Required work: Reproduce verbatim the part of the listing that opens with the line containing "Detect all occurrences of striped sleeve" and closes with the line containing "[803,196,1192,925]", both lines included. Omit the pictures from your answer.

Dataset extracts with box labels:
_ _ _
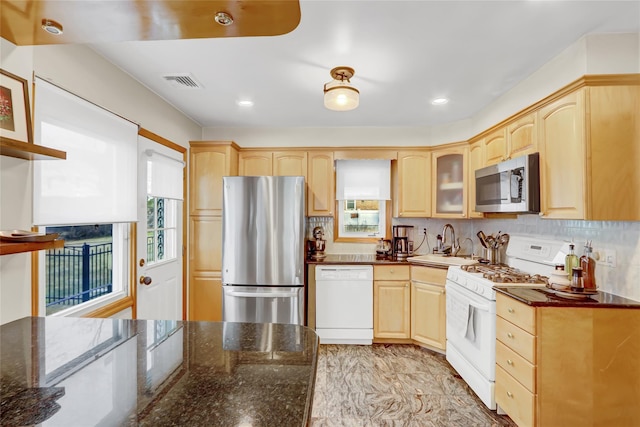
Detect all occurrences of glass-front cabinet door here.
[431,147,468,218]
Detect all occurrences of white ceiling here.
[92,0,640,127]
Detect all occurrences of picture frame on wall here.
[0,69,33,144]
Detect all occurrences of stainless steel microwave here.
[476,153,540,213]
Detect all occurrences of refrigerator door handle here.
[225,289,298,298]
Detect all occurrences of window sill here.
[83,296,133,318]
[50,291,133,318]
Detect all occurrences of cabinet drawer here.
[373,265,410,280]
[496,293,536,335]
[496,316,536,365]
[411,266,447,286]
[496,366,536,427]
[496,341,536,394]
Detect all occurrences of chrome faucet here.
[442,224,460,256]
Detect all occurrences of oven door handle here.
[468,302,491,311]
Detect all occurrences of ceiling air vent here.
[162,73,202,89]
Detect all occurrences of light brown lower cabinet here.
[373,265,447,352]
[373,265,411,339]
[189,273,222,322]
[411,266,447,350]
[495,294,640,427]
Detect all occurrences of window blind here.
[33,78,138,225]
[144,142,184,200]
[336,160,391,200]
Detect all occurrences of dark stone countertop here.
[306,254,409,265]
[0,317,318,427]
[493,286,640,309]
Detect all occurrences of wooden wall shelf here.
[0,138,67,160]
[0,239,64,255]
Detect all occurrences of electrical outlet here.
[596,249,618,268]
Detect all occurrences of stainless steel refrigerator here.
[222,176,305,325]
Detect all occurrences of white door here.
[136,136,184,320]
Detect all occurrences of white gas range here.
[446,236,566,409]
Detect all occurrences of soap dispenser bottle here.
[580,240,597,291]
[564,243,580,277]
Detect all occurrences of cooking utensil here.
[476,230,487,248]
[485,235,496,249]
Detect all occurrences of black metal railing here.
[45,243,113,314]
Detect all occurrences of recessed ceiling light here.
[42,18,62,36]
[431,98,449,105]
[213,12,233,27]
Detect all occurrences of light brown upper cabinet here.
[484,113,537,166]
[431,146,468,218]
[538,89,586,219]
[468,140,485,218]
[483,128,507,166]
[395,151,431,218]
[538,83,640,221]
[272,151,307,179]
[238,150,307,177]
[307,151,336,216]
[189,141,238,215]
[238,150,273,176]
[505,112,538,160]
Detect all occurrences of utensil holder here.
[484,248,501,264]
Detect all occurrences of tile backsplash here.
[307,215,640,301]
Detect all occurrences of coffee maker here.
[307,226,326,259]
[392,225,413,260]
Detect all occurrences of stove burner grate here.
[460,264,549,285]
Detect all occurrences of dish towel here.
[464,304,476,342]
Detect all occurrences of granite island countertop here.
[0,317,318,427]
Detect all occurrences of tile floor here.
[310,344,515,427]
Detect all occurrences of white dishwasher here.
[316,265,373,345]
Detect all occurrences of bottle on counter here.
[571,267,584,292]
[580,240,597,291]
[564,243,580,277]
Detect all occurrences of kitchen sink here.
[407,254,478,266]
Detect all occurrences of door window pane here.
[147,196,178,264]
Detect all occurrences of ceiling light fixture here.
[213,12,233,27]
[324,67,360,111]
[42,18,63,36]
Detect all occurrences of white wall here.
[0,38,202,324]
[202,34,640,147]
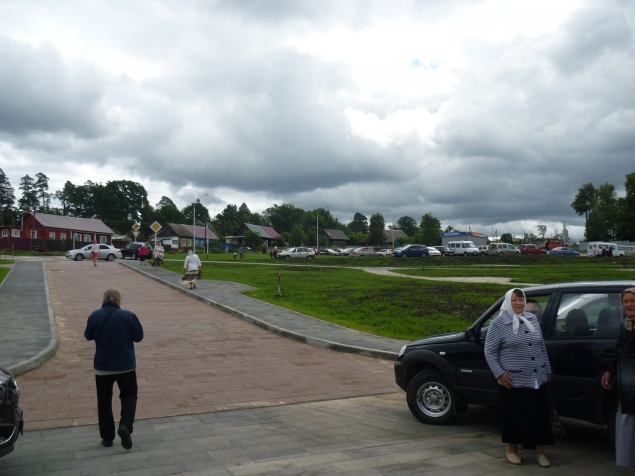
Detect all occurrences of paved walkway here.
[18,260,400,429]
[0,394,632,476]
[0,261,58,375]
[120,261,407,360]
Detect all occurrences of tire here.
[406,370,457,425]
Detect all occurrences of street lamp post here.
[192,193,209,253]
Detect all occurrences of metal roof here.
[29,213,115,235]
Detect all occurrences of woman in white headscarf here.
[485,289,554,468]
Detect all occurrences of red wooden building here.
[0,212,114,251]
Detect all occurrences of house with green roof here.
[225,223,280,246]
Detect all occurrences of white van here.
[448,241,481,256]
[587,241,628,256]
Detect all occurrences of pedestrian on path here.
[602,288,635,466]
[485,289,555,468]
[84,288,143,450]
[181,250,202,289]
[139,243,148,266]
[152,242,165,268]
[90,240,99,266]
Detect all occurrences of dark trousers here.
[95,370,137,441]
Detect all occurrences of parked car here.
[487,245,520,256]
[547,246,580,256]
[0,369,24,458]
[348,247,386,258]
[392,245,430,258]
[447,241,479,256]
[394,281,635,434]
[435,245,448,256]
[121,241,154,259]
[278,246,315,259]
[66,245,123,261]
[428,246,443,256]
[516,245,547,255]
[318,248,338,256]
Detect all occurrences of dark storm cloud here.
[0,36,105,137]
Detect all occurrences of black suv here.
[394,281,635,434]
[0,369,24,457]
[121,241,154,259]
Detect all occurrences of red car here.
[516,245,547,255]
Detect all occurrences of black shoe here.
[117,425,132,450]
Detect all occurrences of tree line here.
[571,172,635,241]
[0,169,441,246]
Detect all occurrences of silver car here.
[348,247,386,258]
[278,246,315,259]
[66,245,122,261]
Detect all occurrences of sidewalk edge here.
[5,262,59,377]
[119,261,398,360]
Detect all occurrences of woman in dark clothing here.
[485,289,554,468]
[602,288,635,466]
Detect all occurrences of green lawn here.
[0,268,11,283]
[393,256,635,284]
[165,255,507,340]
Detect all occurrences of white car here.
[66,245,122,261]
[428,246,442,256]
[278,246,315,259]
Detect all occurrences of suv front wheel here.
[406,370,457,425]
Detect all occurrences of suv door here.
[455,291,553,403]
[545,288,622,423]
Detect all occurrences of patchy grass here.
[0,268,11,284]
[393,256,635,284]
[165,255,507,340]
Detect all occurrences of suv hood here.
[408,331,465,347]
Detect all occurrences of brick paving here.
[18,260,399,429]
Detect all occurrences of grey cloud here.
[0,37,105,137]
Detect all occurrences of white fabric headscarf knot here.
[501,288,536,334]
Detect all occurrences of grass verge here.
[165,255,508,340]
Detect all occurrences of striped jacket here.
[485,311,551,388]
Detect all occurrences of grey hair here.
[103,288,121,304]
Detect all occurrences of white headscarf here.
[501,288,536,334]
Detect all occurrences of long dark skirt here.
[500,383,555,449]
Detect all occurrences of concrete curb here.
[119,261,398,360]
[5,263,59,377]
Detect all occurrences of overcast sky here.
[0,0,635,238]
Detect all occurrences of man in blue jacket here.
[84,288,143,450]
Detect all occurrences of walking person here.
[602,288,635,466]
[90,240,99,266]
[84,288,143,450]
[139,243,149,266]
[485,289,555,468]
[152,242,165,268]
[181,250,202,289]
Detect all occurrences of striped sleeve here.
[485,318,505,378]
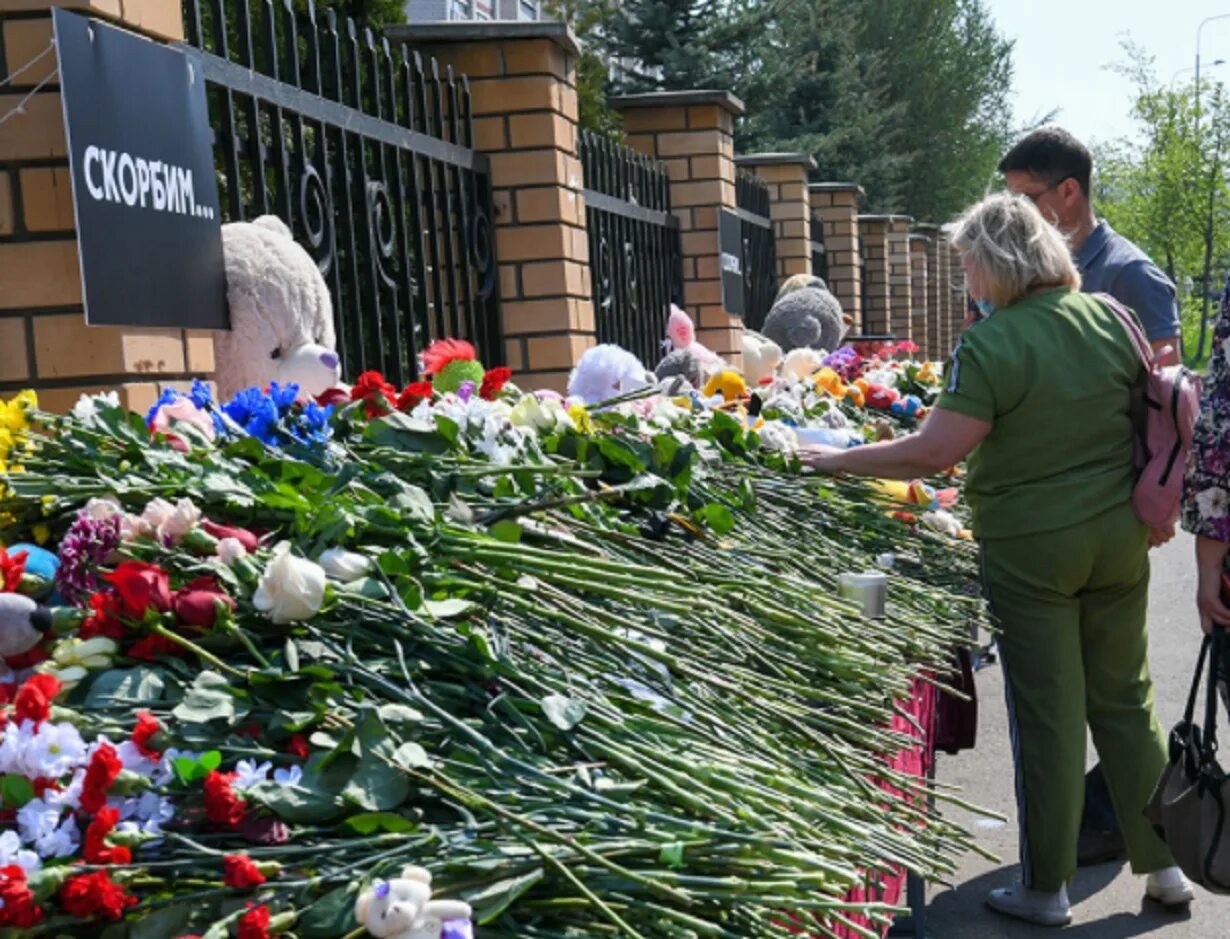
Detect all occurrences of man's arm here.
[1111,260,1180,366]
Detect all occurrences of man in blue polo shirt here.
[999,127,1180,865]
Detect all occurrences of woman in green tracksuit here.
[803,196,1192,925]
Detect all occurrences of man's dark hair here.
[999,127,1093,197]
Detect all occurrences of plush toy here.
[214,215,342,400]
[0,593,52,669]
[774,343,824,382]
[743,330,781,388]
[568,345,657,405]
[354,865,471,939]
[763,274,850,352]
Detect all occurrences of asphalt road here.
[926,535,1230,939]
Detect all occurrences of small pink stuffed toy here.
[667,304,721,372]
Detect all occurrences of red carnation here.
[237,906,269,939]
[397,382,434,411]
[171,577,235,629]
[205,769,247,828]
[423,340,476,375]
[14,674,64,724]
[287,733,311,759]
[351,372,397,417]
[103,561,171,619]
[127,634,186,662]
[60,870,137,919]
[478,366,513,401]
[79,593,124,640]
[0,864,43,929]
[223,854,266,890]
[0,548,30,593]
[200,518,261,551]
[133,711,162,763]
[85,807,133,864]
[81,743,124,815]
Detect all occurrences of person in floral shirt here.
[1183,281,1230,633]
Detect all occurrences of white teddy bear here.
[214,215,342,400]
[354,865,471,939]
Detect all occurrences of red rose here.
[237,906,269,939]
[127,634,187,662]
[85,807,133,864]
[0,548,30,593]
[81,743,124,815]
[79,593,124,640]
[223,854,266,890]
[478,366,513,401]
[0,864,43,929]
[397,382,435,411]
[351,372,397,417]
[205,769,247,828]
[103,561,171,619]
[287,733,311,759]
[14,674,64,724]
[316,388,351,407]
[171,578,235,629]
[60,870,137,919]
[200,518,261,551]
[133,711,162,763]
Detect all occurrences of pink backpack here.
[1095,293,1200,528]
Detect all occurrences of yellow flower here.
[568,405,594,434]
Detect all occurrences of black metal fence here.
[734,170,777,330]
[581,133,683,368]
[183,0,502,384]
[811,214,829,282]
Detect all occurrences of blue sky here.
[988,0,1230,142]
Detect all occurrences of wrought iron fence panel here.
[581,132,683,368]
[183,0,503,384]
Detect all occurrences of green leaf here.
[342,812,418,836]
[171,672,235,724]
[542,694,588,730]
[81,666,167,711]
[0,773,34,810]
[295,884,359,939]
[423,597,478,619]
[487,518,522,544]
[462,868,545,925]
[129,906,192,939]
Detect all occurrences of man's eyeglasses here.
[1021,176,1071,206]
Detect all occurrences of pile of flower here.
[0,344,979,939]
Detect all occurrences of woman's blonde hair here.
[952,193,1080,306]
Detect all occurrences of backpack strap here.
[1093,293,1154,372]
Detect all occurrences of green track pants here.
[982,505,1175,891]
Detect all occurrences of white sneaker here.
[1145,868,1196,907]
[986,884,1073,925]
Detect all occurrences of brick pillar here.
[909,235,931,356]
[807,182,867,334]
[948,242,969,345]
[610,91,743,364]
[386,21,587,391]
[888,215,914,340]
[859,215,892,336]
[0,0,214,411]
[734,154,815,283]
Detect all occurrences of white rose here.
[218,538,247,567]
[252,541,325,624]
[320,548,371,583]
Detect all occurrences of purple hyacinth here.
[55,509,119,607]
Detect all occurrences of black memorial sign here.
[52,10,229,330]
[717,209,747,316]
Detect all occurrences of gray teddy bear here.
[760,274,850,352]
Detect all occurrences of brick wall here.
[0,0,214,410]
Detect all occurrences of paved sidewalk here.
[927,535,1230,939]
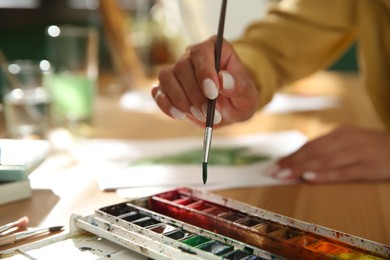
_ _ _
The reply:
Detect all occurrences of striped sleeve here.
[485,318,505,378]
Detect all occurrences of man's arm here.
[1111,260,1180,366]
Detect all occurrences of man in blue polo shirt here.
[999,127,1180,865]
Detect all occurrences of woman in green tracksuit here.
[803,196,1192,925]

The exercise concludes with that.